§ **Source data**
——————————

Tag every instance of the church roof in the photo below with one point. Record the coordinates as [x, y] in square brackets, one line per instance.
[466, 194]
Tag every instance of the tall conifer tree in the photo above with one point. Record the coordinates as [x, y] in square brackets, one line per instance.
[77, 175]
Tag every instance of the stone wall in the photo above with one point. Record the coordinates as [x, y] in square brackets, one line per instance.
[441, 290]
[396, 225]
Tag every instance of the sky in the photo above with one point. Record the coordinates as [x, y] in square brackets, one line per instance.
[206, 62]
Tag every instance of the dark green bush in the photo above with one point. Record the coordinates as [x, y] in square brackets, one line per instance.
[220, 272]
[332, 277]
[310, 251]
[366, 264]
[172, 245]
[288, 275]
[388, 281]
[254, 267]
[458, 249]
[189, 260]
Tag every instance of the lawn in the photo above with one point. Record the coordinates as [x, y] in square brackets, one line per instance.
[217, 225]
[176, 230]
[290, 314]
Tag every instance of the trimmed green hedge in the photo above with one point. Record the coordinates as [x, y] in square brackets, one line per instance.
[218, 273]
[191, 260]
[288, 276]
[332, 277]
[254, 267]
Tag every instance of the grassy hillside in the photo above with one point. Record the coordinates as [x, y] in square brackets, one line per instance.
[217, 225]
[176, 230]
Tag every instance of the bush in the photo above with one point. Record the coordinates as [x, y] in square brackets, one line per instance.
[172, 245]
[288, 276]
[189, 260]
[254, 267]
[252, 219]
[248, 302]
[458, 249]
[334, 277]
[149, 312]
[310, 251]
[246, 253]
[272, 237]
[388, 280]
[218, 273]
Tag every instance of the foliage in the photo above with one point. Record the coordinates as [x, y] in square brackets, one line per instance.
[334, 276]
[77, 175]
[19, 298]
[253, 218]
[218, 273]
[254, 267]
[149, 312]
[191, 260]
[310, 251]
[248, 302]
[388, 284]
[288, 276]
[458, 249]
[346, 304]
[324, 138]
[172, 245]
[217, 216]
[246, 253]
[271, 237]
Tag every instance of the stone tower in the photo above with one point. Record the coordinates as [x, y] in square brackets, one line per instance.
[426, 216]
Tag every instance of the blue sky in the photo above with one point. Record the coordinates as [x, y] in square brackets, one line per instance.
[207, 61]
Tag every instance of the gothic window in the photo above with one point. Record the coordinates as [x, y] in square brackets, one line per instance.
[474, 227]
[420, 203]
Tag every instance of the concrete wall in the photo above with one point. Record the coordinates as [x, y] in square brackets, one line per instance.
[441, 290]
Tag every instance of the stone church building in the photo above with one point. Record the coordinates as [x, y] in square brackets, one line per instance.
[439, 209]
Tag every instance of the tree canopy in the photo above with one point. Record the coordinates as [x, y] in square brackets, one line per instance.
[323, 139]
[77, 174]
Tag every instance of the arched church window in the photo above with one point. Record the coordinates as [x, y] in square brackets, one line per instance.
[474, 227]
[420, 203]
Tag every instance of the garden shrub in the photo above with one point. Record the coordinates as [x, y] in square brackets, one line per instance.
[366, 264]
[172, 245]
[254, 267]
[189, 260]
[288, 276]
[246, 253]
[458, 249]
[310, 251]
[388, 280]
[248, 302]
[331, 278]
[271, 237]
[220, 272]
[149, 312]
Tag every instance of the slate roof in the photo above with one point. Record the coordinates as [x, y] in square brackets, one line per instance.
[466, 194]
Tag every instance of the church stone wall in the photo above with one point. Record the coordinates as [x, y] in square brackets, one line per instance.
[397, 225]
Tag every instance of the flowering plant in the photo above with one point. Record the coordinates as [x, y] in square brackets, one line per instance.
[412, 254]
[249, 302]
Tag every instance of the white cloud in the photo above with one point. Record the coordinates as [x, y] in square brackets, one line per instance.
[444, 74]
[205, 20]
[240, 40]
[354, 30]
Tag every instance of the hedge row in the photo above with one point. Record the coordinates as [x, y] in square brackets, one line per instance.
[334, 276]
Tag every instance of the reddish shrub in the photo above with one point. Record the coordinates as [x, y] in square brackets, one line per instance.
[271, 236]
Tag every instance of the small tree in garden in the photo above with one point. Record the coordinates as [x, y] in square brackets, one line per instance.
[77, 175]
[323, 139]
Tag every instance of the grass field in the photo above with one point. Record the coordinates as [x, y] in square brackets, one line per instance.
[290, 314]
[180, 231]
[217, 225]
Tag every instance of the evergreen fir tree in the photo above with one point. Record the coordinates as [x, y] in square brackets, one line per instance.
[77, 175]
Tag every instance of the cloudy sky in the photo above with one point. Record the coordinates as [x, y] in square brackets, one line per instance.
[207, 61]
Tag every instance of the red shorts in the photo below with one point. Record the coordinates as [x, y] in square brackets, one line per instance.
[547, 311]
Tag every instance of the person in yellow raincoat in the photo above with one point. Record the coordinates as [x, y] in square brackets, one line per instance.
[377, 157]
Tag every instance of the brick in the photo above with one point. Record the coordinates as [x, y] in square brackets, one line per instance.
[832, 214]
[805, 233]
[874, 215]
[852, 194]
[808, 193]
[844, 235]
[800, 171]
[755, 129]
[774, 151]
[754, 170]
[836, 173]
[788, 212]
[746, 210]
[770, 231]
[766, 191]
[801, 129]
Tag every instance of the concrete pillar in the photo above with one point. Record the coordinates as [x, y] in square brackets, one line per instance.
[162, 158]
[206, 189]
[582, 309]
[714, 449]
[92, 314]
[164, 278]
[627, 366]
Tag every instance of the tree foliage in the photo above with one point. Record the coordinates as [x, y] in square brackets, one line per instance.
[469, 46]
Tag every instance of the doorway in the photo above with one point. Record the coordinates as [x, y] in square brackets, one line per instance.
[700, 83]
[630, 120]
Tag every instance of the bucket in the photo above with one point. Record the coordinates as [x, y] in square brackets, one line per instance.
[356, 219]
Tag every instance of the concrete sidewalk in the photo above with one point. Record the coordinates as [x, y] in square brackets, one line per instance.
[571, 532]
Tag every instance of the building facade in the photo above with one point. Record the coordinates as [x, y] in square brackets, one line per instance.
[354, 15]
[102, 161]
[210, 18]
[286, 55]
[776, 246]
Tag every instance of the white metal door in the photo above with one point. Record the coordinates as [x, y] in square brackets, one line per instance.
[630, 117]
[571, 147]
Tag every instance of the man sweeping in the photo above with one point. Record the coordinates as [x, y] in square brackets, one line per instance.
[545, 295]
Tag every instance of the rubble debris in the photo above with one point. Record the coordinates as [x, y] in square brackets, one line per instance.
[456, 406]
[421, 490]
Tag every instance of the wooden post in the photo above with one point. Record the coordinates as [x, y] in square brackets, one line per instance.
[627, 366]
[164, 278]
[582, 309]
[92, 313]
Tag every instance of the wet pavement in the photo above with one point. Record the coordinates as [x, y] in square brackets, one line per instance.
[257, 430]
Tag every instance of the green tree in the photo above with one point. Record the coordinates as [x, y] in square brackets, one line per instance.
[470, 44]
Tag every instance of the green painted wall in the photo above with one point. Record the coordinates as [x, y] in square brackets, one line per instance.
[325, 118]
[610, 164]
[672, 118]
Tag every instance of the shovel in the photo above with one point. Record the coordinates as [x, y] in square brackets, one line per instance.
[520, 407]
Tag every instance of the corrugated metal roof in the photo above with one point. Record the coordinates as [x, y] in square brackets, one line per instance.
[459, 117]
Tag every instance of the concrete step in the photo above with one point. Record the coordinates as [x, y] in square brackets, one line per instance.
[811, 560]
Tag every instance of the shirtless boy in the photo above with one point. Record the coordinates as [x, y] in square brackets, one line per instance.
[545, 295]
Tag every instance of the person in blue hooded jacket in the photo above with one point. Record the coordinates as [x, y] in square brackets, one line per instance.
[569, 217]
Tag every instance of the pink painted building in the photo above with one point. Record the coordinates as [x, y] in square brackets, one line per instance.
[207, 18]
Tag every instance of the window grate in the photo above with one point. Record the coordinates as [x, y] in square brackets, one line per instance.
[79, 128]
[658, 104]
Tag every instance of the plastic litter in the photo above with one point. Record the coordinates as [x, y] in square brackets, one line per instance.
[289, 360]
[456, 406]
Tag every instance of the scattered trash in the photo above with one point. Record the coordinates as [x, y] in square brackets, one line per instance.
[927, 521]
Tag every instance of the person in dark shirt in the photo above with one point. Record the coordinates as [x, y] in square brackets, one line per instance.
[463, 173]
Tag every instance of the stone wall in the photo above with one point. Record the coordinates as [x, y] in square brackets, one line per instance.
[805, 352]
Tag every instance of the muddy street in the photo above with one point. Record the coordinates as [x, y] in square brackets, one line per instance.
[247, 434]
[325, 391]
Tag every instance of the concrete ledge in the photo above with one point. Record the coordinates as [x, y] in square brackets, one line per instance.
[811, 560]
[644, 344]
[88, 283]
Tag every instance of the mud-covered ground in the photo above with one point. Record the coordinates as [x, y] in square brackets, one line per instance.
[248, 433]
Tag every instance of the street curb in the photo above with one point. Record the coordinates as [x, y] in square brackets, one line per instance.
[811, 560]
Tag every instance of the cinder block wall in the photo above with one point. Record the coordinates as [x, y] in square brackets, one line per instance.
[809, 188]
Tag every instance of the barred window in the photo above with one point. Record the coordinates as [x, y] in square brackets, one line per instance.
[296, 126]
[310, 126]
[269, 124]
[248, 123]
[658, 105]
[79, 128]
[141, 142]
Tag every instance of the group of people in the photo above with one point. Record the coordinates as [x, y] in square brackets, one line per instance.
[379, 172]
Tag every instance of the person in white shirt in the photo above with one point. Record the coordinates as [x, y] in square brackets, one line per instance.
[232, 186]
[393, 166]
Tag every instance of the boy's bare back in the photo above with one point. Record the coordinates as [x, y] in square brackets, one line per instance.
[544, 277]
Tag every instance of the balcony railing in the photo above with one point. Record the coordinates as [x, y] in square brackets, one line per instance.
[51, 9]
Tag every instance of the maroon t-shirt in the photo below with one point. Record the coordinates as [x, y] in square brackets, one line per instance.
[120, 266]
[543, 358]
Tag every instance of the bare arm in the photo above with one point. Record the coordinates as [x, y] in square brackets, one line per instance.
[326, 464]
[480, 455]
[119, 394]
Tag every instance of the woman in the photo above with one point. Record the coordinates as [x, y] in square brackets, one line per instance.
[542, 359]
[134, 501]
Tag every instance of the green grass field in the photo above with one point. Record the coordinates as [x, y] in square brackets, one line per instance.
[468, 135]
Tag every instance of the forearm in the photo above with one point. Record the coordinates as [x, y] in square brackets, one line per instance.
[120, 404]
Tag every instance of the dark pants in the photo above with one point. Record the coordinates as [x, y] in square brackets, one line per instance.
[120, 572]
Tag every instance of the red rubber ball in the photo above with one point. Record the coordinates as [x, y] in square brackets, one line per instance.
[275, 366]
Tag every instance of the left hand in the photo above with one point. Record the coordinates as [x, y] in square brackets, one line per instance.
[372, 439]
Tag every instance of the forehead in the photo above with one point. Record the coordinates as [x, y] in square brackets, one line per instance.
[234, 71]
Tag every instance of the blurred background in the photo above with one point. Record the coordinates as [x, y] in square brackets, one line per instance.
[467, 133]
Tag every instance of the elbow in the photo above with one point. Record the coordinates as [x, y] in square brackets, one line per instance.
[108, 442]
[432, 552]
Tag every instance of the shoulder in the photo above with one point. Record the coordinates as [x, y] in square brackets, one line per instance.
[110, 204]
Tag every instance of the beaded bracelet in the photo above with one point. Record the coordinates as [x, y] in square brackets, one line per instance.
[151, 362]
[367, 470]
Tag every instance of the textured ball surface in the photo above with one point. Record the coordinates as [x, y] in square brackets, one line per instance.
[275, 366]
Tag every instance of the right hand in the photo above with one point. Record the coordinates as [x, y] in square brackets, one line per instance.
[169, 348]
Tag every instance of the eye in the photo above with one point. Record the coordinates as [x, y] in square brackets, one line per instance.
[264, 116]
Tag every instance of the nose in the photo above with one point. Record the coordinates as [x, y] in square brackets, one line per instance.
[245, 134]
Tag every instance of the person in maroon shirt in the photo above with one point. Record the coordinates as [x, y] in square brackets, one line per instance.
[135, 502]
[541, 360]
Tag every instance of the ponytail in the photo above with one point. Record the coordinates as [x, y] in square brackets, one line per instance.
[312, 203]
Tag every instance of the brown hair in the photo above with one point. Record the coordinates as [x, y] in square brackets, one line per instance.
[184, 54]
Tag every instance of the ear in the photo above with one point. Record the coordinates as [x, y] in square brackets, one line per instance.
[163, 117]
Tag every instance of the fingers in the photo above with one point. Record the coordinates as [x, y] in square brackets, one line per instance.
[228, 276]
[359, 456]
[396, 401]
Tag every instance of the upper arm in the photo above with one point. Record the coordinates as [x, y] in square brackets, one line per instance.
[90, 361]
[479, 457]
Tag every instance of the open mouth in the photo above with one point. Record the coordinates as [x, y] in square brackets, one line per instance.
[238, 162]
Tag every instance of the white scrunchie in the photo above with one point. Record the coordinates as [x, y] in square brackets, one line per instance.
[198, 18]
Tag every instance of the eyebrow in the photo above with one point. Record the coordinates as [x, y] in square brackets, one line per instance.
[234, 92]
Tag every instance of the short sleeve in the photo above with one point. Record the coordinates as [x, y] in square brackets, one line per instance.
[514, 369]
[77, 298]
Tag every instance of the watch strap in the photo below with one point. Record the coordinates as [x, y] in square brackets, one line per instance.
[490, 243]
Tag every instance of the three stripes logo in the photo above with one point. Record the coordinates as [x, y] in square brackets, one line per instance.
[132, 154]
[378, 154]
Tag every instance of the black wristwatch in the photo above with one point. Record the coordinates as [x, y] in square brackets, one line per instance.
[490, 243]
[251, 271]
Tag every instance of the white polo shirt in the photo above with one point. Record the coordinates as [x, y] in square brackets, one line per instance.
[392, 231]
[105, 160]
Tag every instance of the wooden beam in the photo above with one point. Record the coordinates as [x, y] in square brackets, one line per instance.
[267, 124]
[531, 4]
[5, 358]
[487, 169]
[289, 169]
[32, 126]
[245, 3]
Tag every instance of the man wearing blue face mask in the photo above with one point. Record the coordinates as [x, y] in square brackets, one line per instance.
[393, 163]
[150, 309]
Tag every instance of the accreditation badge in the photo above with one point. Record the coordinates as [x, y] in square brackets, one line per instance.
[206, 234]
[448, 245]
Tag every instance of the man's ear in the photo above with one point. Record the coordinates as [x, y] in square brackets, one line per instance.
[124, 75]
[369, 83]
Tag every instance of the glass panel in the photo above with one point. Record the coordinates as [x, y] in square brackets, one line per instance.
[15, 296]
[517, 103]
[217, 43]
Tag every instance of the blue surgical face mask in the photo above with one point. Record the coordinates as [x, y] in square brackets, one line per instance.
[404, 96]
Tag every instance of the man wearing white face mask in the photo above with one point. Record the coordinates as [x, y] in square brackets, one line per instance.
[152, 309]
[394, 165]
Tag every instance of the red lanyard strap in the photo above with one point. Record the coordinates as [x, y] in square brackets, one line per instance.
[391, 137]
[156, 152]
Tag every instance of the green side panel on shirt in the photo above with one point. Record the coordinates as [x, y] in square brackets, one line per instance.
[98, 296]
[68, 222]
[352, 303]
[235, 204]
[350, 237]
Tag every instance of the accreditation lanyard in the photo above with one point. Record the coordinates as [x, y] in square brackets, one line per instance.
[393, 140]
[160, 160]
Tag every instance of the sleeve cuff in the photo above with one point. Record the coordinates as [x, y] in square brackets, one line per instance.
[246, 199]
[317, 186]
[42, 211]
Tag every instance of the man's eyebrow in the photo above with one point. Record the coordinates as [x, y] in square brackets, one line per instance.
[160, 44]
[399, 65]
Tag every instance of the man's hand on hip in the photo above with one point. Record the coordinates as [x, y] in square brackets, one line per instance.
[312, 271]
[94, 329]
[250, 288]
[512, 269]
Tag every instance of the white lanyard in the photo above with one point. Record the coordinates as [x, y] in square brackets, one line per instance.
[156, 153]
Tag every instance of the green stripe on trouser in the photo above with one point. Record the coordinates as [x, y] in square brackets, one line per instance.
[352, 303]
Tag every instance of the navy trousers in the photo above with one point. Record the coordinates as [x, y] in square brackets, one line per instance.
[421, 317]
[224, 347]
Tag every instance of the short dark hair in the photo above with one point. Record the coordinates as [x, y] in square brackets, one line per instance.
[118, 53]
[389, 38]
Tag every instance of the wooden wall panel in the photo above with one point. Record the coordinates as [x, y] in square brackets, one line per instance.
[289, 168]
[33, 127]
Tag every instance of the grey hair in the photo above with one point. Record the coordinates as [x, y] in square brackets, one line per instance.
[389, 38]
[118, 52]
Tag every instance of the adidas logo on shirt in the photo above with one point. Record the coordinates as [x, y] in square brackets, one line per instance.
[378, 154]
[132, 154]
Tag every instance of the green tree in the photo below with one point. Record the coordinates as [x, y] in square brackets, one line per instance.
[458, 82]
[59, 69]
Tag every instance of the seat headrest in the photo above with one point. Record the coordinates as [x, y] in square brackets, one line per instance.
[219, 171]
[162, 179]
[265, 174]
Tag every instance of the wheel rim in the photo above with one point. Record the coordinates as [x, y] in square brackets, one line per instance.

——————————

§ **Problem statement**
Reproduce the data word for word, starting at the line that contains "Tag every instance of the wooden wall" and continuing through the final line of the data, including both of those lines.

§ **Written solution**
Tag every instance of the wooden wall panel in the photo above with one point. Record the coordinates as [x, y] in square brackets, one line per instance.
[289, 168]
[33, 127]
Tag every instance of the grey hair in the photo above with one point. Record the coordinates as [x, y] in square brackets, one line per instance.
[389, 38]
[118, 52]
Tag every instance of the adidas logo on shirt in the photo above with one point. Record the coordinates as [x, y] in square brackets, one line per instance.
[378, 154]
[132, 154]
Tag every instance of the green tree in the photo below with one point. Record the coordinates as [x, y] in square brackets, one line per instance.
[458, 82]
[59, 69]
Tag every instance of the seat headrest in the photo above with one point. Record the coordinates as [x, y] in square brackets, one line per instance.
[219, 171]
[162, 179]
[265, 174]
Tag every instance of the wheel rim in the photo above with one point. Record the coordinates as [x, y] in square brackets, one line per instance.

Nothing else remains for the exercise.